The problem >>
Repeat the material verbatim. Images are excluded from the copy.

Information supplied >>
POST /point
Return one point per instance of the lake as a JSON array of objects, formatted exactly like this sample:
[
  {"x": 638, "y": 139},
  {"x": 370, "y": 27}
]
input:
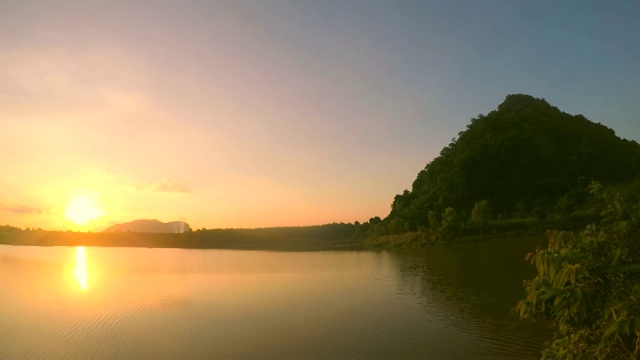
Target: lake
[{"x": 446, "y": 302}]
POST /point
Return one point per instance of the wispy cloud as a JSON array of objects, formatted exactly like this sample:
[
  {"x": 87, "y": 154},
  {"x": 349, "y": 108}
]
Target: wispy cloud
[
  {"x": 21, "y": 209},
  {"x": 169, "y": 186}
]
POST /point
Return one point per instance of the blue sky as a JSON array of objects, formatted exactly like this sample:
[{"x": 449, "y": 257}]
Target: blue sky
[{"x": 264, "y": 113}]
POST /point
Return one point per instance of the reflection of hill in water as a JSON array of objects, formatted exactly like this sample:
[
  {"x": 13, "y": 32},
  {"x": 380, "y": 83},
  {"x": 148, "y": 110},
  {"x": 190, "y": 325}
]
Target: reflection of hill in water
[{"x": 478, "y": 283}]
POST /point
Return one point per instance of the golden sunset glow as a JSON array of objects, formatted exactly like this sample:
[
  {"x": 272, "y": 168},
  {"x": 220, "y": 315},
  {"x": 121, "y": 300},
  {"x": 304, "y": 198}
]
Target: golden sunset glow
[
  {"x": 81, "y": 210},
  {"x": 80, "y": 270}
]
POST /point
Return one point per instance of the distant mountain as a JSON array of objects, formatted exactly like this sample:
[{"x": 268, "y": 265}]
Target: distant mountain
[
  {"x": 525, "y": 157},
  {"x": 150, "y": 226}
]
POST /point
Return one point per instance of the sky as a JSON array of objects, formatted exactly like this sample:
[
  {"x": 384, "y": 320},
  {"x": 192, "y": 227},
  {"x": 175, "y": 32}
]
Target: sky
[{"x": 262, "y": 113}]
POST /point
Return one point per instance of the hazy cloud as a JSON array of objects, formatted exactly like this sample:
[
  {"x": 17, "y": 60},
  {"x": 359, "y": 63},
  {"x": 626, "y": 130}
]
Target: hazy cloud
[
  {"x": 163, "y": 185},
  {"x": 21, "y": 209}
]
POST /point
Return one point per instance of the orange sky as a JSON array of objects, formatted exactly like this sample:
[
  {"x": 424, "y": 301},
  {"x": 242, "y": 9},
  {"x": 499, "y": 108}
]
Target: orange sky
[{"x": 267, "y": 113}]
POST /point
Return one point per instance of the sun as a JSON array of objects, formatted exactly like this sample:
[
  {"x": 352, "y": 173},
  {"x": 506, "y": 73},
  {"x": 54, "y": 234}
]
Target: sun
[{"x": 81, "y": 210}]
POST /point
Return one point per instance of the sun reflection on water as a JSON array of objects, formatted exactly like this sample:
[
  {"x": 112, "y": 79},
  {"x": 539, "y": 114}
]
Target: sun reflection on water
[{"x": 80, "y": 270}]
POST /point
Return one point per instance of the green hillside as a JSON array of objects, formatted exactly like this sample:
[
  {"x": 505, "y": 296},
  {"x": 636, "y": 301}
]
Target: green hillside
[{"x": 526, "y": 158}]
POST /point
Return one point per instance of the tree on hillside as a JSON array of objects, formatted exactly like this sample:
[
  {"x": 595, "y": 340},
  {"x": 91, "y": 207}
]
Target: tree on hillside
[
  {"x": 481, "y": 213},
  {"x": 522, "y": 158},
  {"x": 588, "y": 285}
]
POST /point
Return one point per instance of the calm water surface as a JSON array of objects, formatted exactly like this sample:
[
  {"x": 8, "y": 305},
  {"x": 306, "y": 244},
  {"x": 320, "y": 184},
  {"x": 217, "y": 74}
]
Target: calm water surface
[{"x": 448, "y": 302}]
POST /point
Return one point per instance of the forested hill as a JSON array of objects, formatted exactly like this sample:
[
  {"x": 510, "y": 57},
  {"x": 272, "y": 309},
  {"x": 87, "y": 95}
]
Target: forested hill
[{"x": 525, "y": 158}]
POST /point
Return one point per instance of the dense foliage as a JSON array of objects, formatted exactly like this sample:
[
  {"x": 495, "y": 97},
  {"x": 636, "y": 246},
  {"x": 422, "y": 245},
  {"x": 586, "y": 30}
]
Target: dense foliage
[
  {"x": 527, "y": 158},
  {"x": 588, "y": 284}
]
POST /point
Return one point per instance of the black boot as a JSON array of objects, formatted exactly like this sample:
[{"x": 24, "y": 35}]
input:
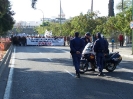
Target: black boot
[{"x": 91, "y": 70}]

Full answer >>
POST /point
Return one point per instance of the lake as a JSON array of objects, formatted exactly like this sample:
[
  {"x": 638, "y": 139},
  {"x": 370, "y": 27}
]
input:
Target: lake
[{"x": 446, "y": 302}]
POST /point
Return one point per instance of the wispy cloud as a JSON array of objects, formatted exactly like this sample:
[
  {"x": 87, "y": 154},
  {"x": 349, "y": 108}
]
Target: wispy cloud
[
  {"x": 21, "y": 209},
  {"x": 169, "y": 186}
]
POST /point
Return one point per instance of the blue sky as a JSON array of objects, formatted exactly like this sample:
[{"x": 449, "y": 257}]
Target: blue sky
[{"x": 264, "y": 113}]
POST /point
Return one point per instance of the reflection of hill in water as a JSON array of objects, formatted exactly like this sample:
[
  {"x": 13, "y": 32},
  {"x": 380, "y": 83},
  {"x": 148, "y": 110},
  {"x": 190, "y": 325}
]
Target: reflection of hill in water
[{"x": 478, "y": 283}]
POST /point
Return one point per instance of the golden sunset glow as a JSON array of objects, formatted exactly like this sample:
[
  {"x": 272, "y": 168},
  {"x": 220, "y": 315},
  {"x": 121, "y": 300},
  {"x": 304, "y": 198}
]
Target: golden sunset glow
[
  {"x": 81, "y": 210},
  {"x": 80, "y": 270}
]
POST /point
Return one point per instance of the distant mountain as a JSON array of objects, formatted exactly like this sample:
[{"x": 268, "y": 265}]
Target: distant mountain
[
  {"x": 525, "y": 157},
  {"x": 150, "y": 226}
]
POST /point
Return one point per instance of the sky as a JSON array of objects, formatted exactly like this sample:
[
  {"x": 384, "y": 320},
  {"x": 192, "y": 227},
  {"x": 175, "y": 32}
]
Target: sky
[{"x": 262, "y": 113}]
POST /point
Return one point per instance of the hazy cloud as a JSON array of objects, formatted exactly like this sample:
[
  {"x": 17, "y": 60},
  {"x": 359, "y": 63},
  {"x": 626, "y": 130}
]
Target: hazy cloud
[
  {"x": 163, "y": 185},
  {"x": 21, "y": 209}
]
POST /point
Return one point per instance of the orange sky as a JSON array of objects, formatted exactly like this sample:
[
  {"x": 424, "y": 301},
  {"x": 242, "y": 9},
  {"x": 499, "y": 108}
]
Target: orange sky
[{"x": 267, "y": 113}]
POST /point
Return one point per instance of the sun as a JSON array of objects, formatted exactly like this sample:
[
  {"x": 352, "y": 173},
  {"x": 506, "y": 73},
  {"x": 54, "y": 234}
]
Target: sun
[{"x": 81, "y": 210}]
POST /point
Return one point per instance of the sun reflection on water as a JSON array of objects, formatted exactly like this sample:
[
  {"x": 112, "y": 79},
  {"x": 539, "y": 114}
]
Target: sun reflection on water
[{"x": 80, "y": 270}]
POST /point
Return one point per instance of the green hillside as a JSON array of objects, formatted exactly like this sample:
[
  {"x": 505, "y": 296},
  {"x": 636, "y": 301}
]
Target: green hillside
[{"x": 526, "y": 158}]
POST /point
Return one point per instance of the tree on hillside as a JSON array of objects, formatted exactly like this sample:
[
  {"x": 595, "y": 340},
  {"x": 91, "y": 207}
]
Target: tree on hillside
[
  {"x": 481, "y": 213},
  {"x": 522, "y": 158},
  {"x": 588, "y": 285}
]
POST /point
Return one point per instance of the calm water surface as a JSON array of objects, formatted exactly like this sample:
[
  {"x": 8, "y": 305},
  {"x": 306, "y": 244},
  {"x": 320, "y": 184},
  {"x": 217, "y": 74}
]
Target: calm water surface
[{"x": 448, "y": 302}]
POST /point
Return one point per instance of the forested hill as a JSON array of objects, formatted exactly like this sample:
[
  {"x": 510, "y": 57},
  {"x": 272, "y": 309},
  {"x": 87, "y": 95}
]
Target: forested hill
[{"x": 525, "y": 158}]
POST /point
Return one point per instance of the dense foliage as a JSON array of objects, formatted exactly like this sample:
[
  {"x": 495, "y": 97},
  {"x": 636, "y": 246},
  {"x": 422, "y": 245},
  {"x": 586, "y": 30}
]
Target: dense foliage
[
  {"x": 527, "y": 158},
  {"x": 588, "y": 284}
]
POST /point
Return one point per instance of the black boot as a JSON array of objects, formatted exactly like this sample:
[{"x": 24, "y": 35}]
input:
Target: black boot
[{"x": 91, "y": 70}]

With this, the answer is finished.